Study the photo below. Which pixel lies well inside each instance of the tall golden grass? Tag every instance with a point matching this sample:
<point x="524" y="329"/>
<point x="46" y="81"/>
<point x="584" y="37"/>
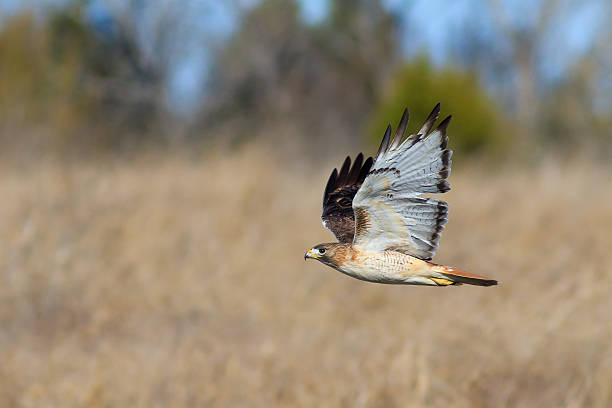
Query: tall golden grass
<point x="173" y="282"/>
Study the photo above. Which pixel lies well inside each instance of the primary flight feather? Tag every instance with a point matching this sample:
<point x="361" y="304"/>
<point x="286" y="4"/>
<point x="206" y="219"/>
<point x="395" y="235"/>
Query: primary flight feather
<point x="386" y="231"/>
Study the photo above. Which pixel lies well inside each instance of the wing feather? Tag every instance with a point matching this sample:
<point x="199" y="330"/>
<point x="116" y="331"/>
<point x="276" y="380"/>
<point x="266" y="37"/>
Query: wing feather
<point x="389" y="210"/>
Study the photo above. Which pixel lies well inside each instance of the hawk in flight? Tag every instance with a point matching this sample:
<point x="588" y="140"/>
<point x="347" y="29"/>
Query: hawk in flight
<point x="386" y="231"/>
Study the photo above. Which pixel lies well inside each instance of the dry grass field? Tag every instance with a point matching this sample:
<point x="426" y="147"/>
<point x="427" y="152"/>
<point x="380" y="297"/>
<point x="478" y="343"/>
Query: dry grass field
####################
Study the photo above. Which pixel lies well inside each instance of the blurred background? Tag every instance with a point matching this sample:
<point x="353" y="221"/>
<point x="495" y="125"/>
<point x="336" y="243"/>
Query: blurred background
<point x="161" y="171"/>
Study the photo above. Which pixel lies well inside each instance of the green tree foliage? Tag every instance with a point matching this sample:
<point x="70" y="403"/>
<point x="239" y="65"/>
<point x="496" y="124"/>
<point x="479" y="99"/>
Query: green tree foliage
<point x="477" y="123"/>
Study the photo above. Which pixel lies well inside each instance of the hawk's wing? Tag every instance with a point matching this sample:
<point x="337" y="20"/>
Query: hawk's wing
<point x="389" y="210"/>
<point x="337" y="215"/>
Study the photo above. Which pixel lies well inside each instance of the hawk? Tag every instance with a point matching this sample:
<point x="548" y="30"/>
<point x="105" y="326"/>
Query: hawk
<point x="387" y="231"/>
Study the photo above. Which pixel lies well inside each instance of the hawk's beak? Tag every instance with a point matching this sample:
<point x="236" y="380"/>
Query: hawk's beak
####################
WHAT THE EXERCISE ASKS: Set out the lines in the items above, from the line with "the hawk's beak?" up to and including the line with "Query: hawk's beak", as a numbered list, leaving out any blank lines.

WRITTEN ANSWER:
1. Study the photo above. Which pixel lies well inside each instance of the hawk's beak? Tag every instance with a point matching this sample:
2. <point x="236" y="380"/>
3. Query: hawk's beak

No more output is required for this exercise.